◆ **Task prompt**:
Repeat the lines of the listing below exactly, starting at the line that contains "Find — the white knit" and running through the last line, both included, and only those.

:::

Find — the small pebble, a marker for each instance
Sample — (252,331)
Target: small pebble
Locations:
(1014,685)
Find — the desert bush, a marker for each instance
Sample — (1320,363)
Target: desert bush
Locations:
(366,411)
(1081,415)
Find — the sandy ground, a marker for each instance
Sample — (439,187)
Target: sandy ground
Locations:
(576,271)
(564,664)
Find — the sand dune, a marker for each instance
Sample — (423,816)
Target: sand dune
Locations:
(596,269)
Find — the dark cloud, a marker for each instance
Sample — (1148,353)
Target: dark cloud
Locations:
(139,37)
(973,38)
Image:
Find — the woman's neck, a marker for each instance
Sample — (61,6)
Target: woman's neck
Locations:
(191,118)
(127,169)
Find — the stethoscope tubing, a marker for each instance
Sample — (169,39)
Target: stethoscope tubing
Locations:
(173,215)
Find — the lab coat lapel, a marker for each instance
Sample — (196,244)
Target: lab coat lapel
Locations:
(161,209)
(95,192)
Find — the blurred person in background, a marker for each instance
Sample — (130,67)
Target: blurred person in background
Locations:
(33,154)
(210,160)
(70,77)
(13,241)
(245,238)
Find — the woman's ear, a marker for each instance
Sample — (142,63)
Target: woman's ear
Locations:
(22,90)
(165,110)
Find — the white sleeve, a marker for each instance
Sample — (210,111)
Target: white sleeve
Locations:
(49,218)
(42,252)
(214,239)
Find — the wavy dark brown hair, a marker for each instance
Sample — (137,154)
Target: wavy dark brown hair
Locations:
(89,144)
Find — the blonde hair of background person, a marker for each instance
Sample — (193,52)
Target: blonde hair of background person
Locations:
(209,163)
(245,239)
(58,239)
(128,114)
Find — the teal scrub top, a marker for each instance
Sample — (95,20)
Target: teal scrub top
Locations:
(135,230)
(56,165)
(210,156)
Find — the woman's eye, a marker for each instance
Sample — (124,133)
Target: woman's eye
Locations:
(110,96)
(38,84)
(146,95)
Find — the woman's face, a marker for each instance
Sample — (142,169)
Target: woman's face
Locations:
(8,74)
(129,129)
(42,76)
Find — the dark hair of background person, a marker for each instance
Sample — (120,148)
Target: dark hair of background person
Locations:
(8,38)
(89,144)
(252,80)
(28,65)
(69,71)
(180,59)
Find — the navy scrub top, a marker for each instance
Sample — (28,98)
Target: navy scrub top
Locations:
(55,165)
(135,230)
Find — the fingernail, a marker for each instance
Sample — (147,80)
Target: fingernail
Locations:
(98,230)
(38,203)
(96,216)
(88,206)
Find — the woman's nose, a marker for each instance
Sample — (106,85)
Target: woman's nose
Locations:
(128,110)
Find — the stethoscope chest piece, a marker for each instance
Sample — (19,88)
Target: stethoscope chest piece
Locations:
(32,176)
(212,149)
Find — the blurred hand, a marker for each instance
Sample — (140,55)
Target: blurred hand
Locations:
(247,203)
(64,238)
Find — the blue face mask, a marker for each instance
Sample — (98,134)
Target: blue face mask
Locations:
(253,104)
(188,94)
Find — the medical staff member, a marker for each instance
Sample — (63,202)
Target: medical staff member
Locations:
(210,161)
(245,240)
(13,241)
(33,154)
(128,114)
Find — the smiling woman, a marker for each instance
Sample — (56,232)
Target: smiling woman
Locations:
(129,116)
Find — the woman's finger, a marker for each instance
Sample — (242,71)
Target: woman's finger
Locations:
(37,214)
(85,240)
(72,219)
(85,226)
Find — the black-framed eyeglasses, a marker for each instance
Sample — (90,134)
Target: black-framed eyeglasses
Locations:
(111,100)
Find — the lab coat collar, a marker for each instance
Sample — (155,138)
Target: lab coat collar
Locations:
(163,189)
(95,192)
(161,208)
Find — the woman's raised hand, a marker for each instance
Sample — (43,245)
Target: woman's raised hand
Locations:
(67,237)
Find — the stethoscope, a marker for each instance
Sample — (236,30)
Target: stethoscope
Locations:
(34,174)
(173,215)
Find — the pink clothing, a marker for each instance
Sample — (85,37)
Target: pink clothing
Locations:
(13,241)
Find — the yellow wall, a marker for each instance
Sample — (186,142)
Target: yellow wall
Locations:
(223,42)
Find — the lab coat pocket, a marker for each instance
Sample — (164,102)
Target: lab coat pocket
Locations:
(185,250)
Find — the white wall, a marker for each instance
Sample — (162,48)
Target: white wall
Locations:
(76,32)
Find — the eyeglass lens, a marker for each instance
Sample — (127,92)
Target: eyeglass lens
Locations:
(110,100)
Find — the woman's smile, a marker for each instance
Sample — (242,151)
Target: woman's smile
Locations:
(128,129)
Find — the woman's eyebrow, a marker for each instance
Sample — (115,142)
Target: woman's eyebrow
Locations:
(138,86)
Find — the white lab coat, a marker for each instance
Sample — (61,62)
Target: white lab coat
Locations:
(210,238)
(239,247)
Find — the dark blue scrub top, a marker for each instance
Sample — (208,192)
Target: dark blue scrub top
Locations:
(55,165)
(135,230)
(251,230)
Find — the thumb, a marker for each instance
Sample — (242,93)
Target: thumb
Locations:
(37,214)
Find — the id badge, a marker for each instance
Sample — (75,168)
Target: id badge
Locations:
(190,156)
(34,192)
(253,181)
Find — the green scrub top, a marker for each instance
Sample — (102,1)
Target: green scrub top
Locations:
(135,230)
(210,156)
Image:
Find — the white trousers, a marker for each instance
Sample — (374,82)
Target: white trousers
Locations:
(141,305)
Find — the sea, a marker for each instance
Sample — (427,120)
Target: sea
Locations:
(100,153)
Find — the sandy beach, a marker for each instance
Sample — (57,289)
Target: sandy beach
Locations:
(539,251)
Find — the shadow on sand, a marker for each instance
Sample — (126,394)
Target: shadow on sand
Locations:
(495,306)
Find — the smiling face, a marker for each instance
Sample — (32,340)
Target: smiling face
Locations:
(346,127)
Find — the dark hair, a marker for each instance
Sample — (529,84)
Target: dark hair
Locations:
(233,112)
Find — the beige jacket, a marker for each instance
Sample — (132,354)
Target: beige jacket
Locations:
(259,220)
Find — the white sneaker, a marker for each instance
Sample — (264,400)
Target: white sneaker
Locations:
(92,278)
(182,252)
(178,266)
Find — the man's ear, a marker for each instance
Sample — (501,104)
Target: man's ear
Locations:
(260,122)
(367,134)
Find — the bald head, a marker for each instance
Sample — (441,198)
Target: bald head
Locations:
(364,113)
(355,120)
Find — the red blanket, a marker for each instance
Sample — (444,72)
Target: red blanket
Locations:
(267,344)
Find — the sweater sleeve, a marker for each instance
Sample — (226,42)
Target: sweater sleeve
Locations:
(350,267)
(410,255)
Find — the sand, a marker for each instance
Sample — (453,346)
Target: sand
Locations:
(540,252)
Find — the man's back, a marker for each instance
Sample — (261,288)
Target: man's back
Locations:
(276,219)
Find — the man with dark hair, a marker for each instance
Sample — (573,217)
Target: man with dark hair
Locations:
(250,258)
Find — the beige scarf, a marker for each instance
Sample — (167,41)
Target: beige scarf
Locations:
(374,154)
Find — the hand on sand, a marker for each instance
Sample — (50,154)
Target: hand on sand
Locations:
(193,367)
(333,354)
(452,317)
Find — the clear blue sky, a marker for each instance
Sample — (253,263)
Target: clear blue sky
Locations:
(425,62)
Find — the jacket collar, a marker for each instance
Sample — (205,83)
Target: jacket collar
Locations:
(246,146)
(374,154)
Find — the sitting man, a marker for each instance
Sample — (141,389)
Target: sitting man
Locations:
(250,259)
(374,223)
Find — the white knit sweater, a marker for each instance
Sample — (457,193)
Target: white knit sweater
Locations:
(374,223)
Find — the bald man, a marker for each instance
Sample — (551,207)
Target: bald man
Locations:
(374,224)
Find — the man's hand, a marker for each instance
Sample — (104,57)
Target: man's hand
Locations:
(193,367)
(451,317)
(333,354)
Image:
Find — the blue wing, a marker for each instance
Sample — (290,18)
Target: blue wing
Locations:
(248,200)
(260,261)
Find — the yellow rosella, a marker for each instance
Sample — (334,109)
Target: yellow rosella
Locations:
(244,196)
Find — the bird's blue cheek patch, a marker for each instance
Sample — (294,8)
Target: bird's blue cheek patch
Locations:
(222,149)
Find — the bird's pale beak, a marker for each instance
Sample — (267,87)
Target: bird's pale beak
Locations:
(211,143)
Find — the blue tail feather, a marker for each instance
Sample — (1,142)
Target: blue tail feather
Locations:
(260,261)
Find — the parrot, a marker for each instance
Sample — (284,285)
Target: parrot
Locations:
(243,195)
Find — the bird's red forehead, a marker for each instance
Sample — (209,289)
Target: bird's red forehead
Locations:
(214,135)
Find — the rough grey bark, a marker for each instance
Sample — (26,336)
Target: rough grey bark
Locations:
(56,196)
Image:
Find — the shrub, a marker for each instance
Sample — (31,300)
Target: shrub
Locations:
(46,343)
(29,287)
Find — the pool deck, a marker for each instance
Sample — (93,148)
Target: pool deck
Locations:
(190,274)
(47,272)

:::

◆ **Response below**:
Find — the white knit sweater, a marker for each instance
Sample — (457,193)
Target: white knit sweater
Locations:
(374,223)
Find — the bald man, a marker for each instance
Sample — (551,207)
Target: bald man
Locations:
(374,224)
Find — the man's hand, a marker for each instance
Sample — (104,57)
Target: man's hand
Locations:
(193,367)
(451,317)
(333,354)
Image:
Find — the blue wing, a marker for each instance
Sample — (290,18)
Target: blue wing
Locations:
(248,200)
(260,261)
Find — the yellow rosella, a marker for each instance
Sample — (334,109)
Target: yellow rosella
Locations:
(244,196)
Find — the bird's blue cheek patch, a marker for each instance
Sample — (294,8)
Target: bird's blue cheek patch
Locations:
(222,149)
Find — the bird's pale beak, a marker for each instance
Sample — (267,87)
Target: bird's pale beak
Locations:
(211,143)
Find — the blue tail feather, a marker for each instance
Sample — (1,142)
Target: blue tail feather
Locations:
(260,261)
Find — the parrot, a marker for each instance
Sample — (284,285)
Target: parrot
Locations:
(243,195)
Find — the bird's red forehead, a marker for each instance
Sample — (209,289)
Target: bird's red forehead
Locations:
(214,135)
Find — the rough grey bark, a marker for each instance
Sample — (26,336)
Target: rough grey bark
Locations:
(56,196)
Image:
Find — the shrub, a marker for each instance
Sample — (31,300)
Target: shrub
Locations:
(46,343)
(29,287)
Find — the pool deck, a marker for each instance
Sample — (93,148)
Target: pool deck
Locations:
(190,274)
(47,272)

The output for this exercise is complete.